(Excerpts from point annotation data)

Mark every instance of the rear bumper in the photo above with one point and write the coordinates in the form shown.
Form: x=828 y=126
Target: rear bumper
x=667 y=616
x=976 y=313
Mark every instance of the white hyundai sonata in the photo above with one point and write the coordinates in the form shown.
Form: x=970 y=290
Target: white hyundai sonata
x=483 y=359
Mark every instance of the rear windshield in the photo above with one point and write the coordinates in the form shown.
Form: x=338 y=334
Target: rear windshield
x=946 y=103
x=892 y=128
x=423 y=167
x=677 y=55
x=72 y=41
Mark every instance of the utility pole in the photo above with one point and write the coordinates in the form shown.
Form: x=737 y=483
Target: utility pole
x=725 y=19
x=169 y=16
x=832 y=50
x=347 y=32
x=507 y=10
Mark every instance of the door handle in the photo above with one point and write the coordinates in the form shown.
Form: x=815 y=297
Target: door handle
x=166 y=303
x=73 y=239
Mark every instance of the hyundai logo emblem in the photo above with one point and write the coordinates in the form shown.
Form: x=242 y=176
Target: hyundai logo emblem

• **WHAT THIS TASK INVOLVES**:
Format every line of the entries above as a Markdown table with the columns "Row" and "Line", numbering the rows and skipping blank lines.

• **SOLUTION FOR THIS PROBLEM**:
| Row | Line |
|---|---|
| 1 | Mark every instance of the rear bumper in the photo above with one point and write the coordinates in the form shown. |
| 2 | Form: x=828 y=126 |
| 3 | Target: rear bumper |
| 4 | x=667 y=616 |
| 5 | x=976 y=313 |
| 6 | Mark every instance of the white hyundai sonata in the photo above with one point and write the coordinates in the form shown. |
| 7 | Form: x=970 y=290 |
| 8 | Target: white hyundai sonata |
| 9 | x=483 y=359 |
| 10 | Mark every instance of the rear windshield in the photo above with one point and write the coordinates in the form shown. |
| 11 | Form: x=338 y=334 |
| 12 | Target: rear windshield |
| 13 | x=946 y=103 |
| 14 | x=892 y=128 |
| 15 | x=423 y=167 |
| 16 | x=677 y=55 |
| 17 | x=72 y=41 |
| 18 | Mark every instance of the utility pole in the photo above with one point and write the coordinates in the form shown. |
| 19 | Form: x=737 y=483 |
| 20 | Target: utility pole |
| 21 | x=725 y=19 |
| 22 | x=169 y=16 |
| 23 | x=832 y=50 |
| 24 | x=347 y=32 |
| 25 | x=507 y=10 |
| 26 | Mark every instance of the door handle in the photo above with one point and write the coordinates in the form shown. |
| 27 | Form: x=815 y=297 |
| 28 | Target: door handle |
| 29 | x=166 y=303 |
| 30 | x=73 y=239 |
| 31 | Mark every instance of the hyundai logo emblem in the photo above with one point and write the coordinates in the form shown. |
| 32 | Form: x=242 y=176 |
| 33 | Target: hyundai logo emblem |